WHAT THE TASK ASKS >>
Gather every line in the records below that contains the word "person", and copy each one unchanged.

THE RECORDS >>
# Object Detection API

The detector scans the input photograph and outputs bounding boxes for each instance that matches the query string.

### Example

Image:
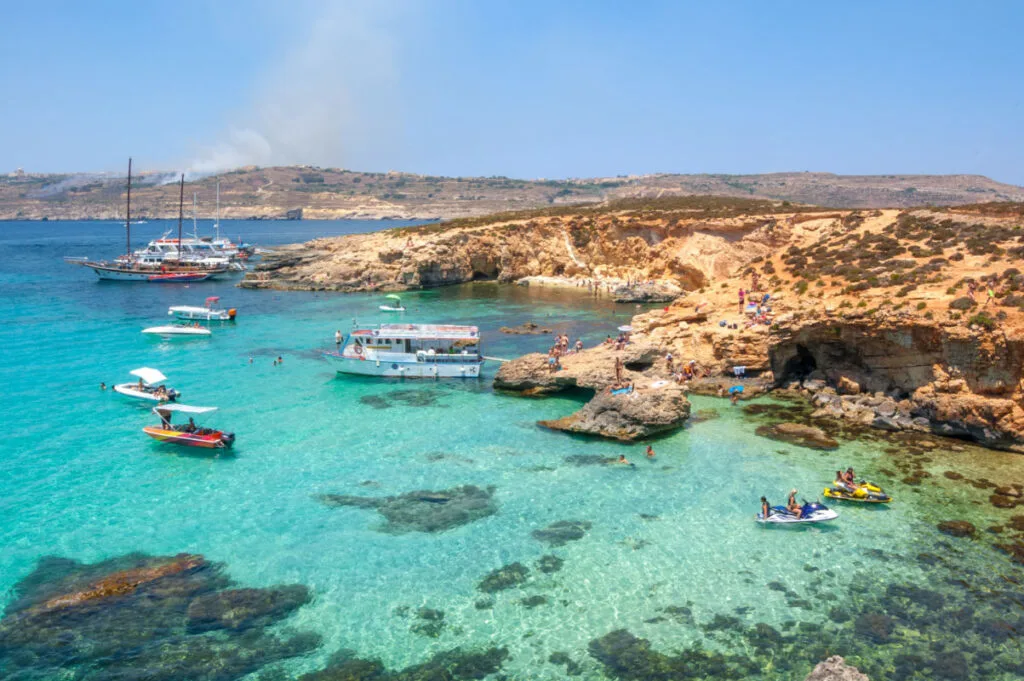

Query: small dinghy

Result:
[142,324,211,338]
[757,502,839,524]
[380,294,406,312]
[114,367,181,402]
[142,405,234,450]
[167,296,237,322]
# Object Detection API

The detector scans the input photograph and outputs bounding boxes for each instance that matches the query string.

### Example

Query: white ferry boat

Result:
[324,324,483,378]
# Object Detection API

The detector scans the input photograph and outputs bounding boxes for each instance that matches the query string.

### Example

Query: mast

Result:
[125,157,131,258]
[213,179,220,241]
[178,173,185,262]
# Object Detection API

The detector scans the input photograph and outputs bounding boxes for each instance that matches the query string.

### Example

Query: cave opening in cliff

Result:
[781,345,818,379]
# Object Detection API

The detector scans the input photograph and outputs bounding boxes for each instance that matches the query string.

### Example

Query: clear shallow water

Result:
[0,222,1024,678]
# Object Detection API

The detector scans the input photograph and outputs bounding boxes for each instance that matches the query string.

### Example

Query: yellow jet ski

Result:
[822,482,893,504]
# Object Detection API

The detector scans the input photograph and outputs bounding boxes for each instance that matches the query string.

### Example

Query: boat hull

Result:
[324,352,483,378]
[142,426,233,450]
[114,383,181,402]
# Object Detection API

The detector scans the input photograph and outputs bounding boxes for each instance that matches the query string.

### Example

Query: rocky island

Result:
[243,197,1024,452]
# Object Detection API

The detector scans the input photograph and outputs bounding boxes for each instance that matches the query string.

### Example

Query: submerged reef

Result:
[317,484,498,535]
[0,554,321,681]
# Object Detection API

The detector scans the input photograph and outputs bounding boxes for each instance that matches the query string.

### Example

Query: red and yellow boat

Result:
[142,403,234,450]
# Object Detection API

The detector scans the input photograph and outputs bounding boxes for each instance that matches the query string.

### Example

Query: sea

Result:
[0,221,1024,679]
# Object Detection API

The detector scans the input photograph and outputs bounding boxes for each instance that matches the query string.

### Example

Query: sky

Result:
[0,0,1024,184]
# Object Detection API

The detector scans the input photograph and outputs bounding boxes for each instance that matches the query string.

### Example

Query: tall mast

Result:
[178,173,185,262]
[125,157,131,258]
[213,179,220,241]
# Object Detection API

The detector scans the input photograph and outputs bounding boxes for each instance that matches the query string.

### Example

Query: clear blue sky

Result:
[0,0,1024,184]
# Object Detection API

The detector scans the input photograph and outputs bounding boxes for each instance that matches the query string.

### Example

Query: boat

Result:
[142,324,212,338]
[380,294,406,312]
[822,480,893,504]
[65,159,227,283]
[142,405,234,450]
[324,324,483,378]
[757,502,839,524]
[167,296,237,322]
[114,367,181,402]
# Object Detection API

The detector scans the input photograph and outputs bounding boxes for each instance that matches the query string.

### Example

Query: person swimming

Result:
[785,488,804,518]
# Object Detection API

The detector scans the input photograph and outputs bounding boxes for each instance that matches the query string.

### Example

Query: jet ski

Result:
[823,482,893,504]
[757,502,839,523]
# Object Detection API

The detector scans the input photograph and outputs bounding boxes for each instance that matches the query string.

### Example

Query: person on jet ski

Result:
[785,490,804,518]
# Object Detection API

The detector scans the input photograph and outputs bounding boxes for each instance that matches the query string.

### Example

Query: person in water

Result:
[785,490,804,518]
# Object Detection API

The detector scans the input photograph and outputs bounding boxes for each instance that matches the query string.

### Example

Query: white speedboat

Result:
[142,324,212,338]
[324,324,483,378]
[114,367,181,402]
[167,296,237,322]
[380,294,406,312]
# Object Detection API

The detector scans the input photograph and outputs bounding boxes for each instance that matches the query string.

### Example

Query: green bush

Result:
[968,310,995,331]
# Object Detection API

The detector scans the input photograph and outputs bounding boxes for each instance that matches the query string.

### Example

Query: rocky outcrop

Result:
[495,344,690,441]
[804,655,869,681]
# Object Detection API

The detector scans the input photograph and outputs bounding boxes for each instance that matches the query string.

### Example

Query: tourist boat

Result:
[72,159,227,284]
[167,296,237,322]
[324,324,483,378]
[757,502,839,524]
[142,405,234,450]
[114,367,181,402]
[380,294,406,312]
[142,324,212,338]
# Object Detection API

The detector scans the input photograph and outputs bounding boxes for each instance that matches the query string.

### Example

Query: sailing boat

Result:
[65,159,224,283]
[380,293,406,312]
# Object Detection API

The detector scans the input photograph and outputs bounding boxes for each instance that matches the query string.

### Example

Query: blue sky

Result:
[0,0,1024,184]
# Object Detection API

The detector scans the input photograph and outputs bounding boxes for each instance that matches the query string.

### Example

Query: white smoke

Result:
[186,1,412,176]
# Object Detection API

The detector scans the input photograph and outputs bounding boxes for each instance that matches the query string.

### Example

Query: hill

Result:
[0,166,1024,220]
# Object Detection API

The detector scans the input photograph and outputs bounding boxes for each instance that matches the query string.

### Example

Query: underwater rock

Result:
[529,520,591,546]
[853,612,893,643]
[804,655,869,681]
[755,423,839,451]
[298,647,509,681]
[0,554,321,681]
[476,562,529,594]
[938,520,976,537]
[317,484,498,535]
[185,584,309,634]
[519,595,548,609]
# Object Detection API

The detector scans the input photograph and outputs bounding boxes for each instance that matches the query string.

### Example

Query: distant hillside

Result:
[0,166,1024,220]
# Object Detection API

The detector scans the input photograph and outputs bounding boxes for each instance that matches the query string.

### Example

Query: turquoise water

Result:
[0,222,1024,679]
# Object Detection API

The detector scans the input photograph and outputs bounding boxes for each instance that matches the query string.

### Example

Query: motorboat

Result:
[114,367,181,402]
[757,502,839,524]
[167,296,237,322]
[142,405,234,450]
[380,294,406,312]
[142,324,212,338]
[822,480,893,504]
[324,324,483,378]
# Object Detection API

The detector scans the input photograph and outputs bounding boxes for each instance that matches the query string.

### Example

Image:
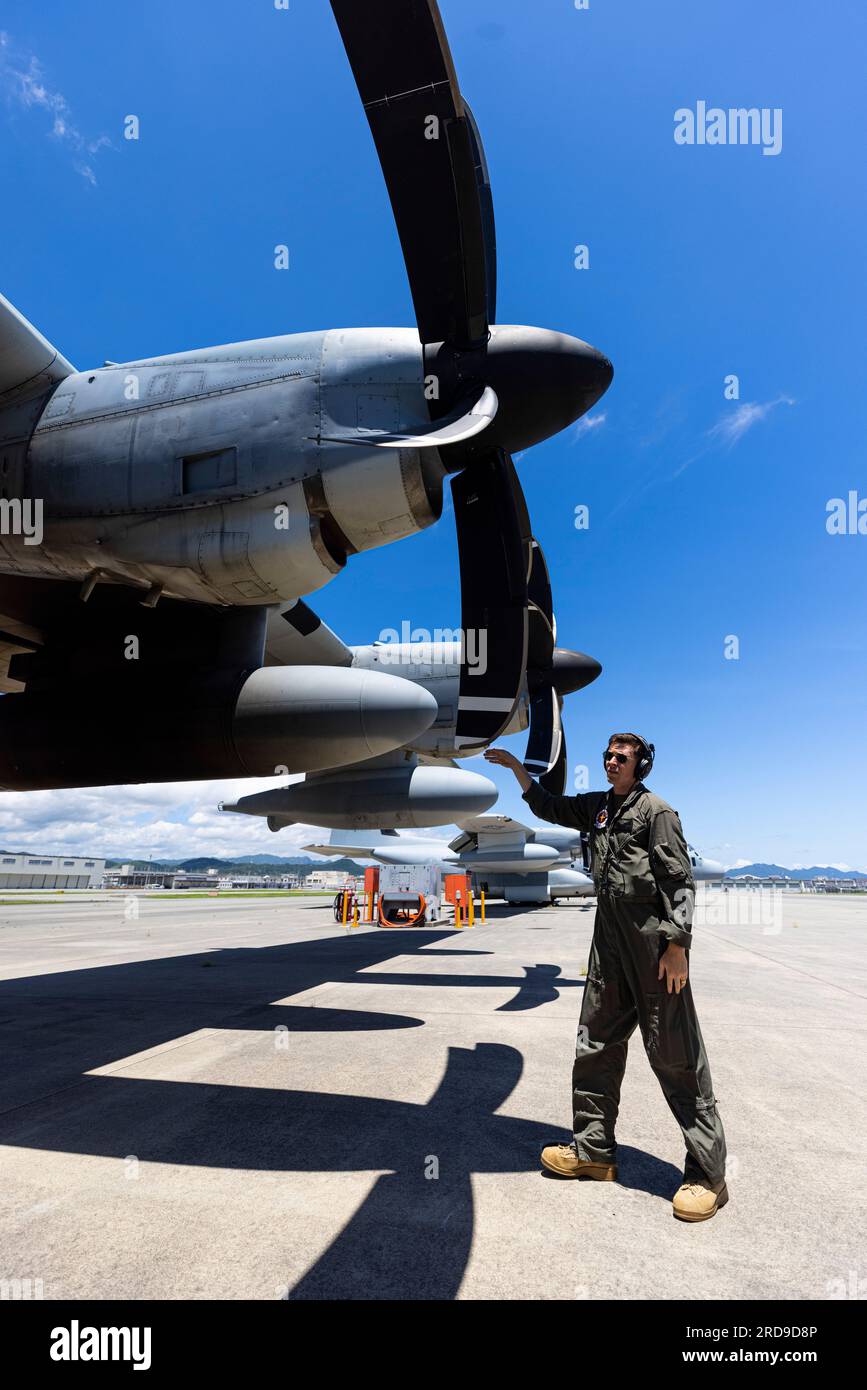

OUTPUT OF THE EXERCISE >>
Query: person swimming
Query: person on jet ski
Query: person in water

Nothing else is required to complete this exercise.